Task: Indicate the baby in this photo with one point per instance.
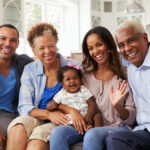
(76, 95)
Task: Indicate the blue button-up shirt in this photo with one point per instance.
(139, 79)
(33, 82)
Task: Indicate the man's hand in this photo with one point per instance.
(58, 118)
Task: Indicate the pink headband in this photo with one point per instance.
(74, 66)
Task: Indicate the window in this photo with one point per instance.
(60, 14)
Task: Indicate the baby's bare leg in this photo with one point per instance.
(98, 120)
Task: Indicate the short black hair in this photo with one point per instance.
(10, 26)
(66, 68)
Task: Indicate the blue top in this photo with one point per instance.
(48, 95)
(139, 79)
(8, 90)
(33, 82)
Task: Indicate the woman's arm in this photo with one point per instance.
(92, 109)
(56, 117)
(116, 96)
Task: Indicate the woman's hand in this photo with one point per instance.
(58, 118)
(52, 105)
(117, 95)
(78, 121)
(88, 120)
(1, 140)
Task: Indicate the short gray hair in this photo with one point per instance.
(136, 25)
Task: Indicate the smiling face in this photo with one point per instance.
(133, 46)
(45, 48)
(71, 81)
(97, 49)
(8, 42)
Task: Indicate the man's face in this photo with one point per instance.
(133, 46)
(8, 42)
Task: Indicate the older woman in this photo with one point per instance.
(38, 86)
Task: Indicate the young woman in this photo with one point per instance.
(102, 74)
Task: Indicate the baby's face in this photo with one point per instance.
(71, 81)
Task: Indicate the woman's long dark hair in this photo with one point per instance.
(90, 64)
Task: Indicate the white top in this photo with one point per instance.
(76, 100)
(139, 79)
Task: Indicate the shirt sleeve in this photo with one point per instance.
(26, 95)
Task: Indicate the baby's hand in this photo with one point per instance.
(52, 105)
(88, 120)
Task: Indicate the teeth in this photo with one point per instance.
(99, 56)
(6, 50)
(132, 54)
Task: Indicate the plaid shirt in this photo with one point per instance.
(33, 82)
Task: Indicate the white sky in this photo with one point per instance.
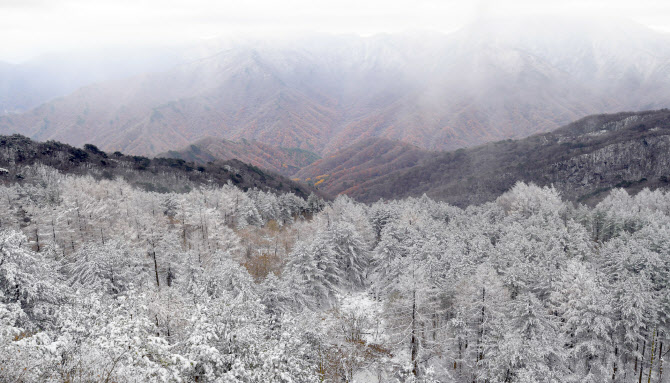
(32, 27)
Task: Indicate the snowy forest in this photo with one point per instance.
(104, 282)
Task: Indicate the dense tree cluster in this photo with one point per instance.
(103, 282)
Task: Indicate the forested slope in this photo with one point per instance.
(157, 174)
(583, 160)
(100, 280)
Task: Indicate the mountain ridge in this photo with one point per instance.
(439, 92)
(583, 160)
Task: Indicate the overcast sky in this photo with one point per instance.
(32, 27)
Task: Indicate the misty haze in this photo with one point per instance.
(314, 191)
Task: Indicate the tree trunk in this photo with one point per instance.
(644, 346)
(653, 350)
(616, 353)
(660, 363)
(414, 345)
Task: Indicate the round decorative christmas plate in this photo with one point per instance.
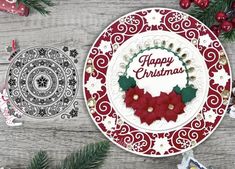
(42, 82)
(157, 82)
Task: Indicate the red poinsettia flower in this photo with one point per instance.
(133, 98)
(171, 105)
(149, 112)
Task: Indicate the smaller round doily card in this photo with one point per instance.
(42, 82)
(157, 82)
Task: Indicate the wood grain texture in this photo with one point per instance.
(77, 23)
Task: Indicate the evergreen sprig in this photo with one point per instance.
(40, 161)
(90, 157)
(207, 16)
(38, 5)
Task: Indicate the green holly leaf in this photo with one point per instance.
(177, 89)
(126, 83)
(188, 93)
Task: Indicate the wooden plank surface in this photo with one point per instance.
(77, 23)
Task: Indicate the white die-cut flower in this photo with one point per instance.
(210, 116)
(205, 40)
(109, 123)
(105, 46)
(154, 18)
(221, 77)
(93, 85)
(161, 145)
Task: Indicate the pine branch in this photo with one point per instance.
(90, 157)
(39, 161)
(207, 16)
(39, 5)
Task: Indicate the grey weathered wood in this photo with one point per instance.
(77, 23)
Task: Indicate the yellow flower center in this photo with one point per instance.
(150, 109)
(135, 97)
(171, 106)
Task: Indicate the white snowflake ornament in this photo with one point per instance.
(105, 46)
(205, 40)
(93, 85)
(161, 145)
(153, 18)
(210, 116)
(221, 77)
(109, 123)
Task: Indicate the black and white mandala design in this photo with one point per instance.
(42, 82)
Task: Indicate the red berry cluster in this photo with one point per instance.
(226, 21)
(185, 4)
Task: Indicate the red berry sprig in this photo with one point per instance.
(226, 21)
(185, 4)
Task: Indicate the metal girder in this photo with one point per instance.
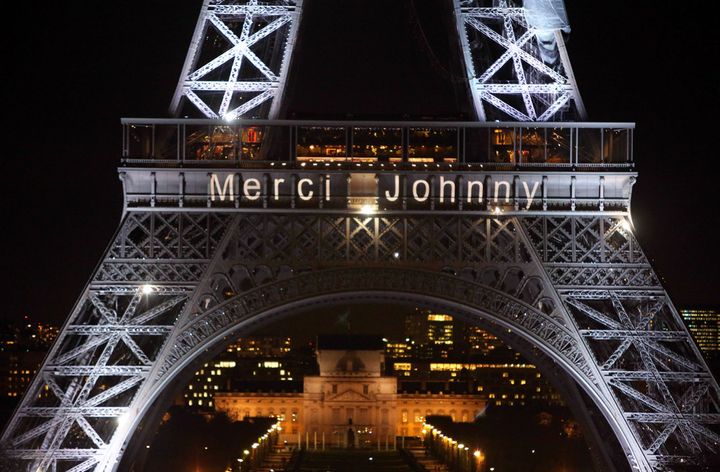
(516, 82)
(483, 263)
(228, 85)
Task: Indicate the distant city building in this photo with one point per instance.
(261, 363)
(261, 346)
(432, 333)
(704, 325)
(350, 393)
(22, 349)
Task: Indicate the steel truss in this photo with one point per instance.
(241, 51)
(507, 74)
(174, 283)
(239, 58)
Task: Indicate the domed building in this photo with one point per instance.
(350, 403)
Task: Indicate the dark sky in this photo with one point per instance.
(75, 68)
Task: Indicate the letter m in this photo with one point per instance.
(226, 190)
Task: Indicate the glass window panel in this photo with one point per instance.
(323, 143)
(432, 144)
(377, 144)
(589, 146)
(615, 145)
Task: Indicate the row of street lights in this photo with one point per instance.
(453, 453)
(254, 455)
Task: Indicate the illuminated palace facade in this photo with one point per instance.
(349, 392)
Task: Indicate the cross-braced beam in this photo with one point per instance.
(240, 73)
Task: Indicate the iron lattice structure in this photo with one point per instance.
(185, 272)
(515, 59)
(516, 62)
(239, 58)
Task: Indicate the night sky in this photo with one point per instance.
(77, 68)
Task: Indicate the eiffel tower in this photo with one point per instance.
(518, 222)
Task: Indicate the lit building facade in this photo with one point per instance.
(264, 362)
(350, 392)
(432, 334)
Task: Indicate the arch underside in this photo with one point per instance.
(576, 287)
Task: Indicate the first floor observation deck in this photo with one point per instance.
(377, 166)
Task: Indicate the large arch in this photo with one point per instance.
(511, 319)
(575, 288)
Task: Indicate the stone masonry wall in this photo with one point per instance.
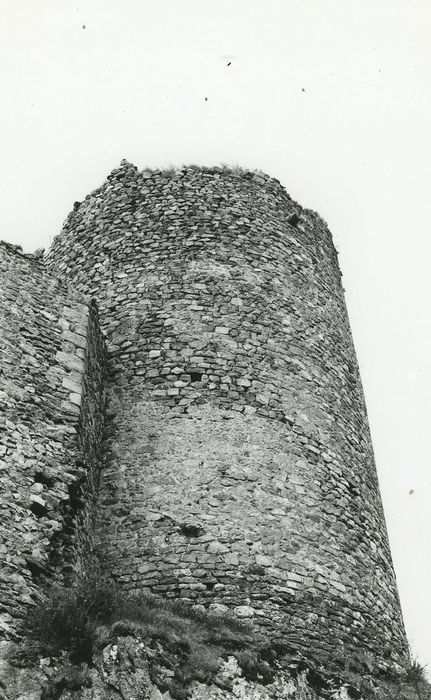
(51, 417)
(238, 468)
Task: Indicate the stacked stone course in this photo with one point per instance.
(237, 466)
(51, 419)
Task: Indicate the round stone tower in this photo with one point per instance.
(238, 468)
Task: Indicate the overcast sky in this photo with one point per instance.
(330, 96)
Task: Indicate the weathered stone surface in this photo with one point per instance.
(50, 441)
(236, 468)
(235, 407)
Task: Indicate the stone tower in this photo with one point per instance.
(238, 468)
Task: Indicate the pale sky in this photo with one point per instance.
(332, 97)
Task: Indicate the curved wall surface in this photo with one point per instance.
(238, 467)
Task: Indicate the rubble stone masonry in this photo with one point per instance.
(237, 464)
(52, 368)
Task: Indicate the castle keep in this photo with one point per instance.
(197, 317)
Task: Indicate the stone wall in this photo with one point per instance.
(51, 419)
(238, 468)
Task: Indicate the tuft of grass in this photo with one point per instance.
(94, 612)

· · · · · · ·

WHAT NEEDS TO BE DONE - Nothing but the lines from the one with "Task: Indicate the rubble" through the end of the data above should be repeated, each exactly as it stands.

FINISHED EXERCISE -
Task: Indicate the rubble stone masonry in this photo with one point per instance.
(237, 464)
(52, 368)
Task: Indicate the castle keep in this photo with one point per instance.
(197, 317)
Task: Indicate the stone wall in this photo with one point per instance.
(51, 419)
(238, 468)
Task: Indicate the tuft of grass in this photo with one point per instance.
(94, 612)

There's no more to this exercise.